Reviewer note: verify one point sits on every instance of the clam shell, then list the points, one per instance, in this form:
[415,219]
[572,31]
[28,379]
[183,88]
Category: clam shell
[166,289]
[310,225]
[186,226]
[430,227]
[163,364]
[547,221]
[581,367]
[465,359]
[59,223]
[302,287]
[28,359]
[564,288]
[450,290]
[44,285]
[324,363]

———

Please pick out every line in the entries above that contains the word "clam", and copy each one.

Reviewer note: verify one point sits on every instance of the clam shell, then list the points, one per instance, in this form:
Category: clam shell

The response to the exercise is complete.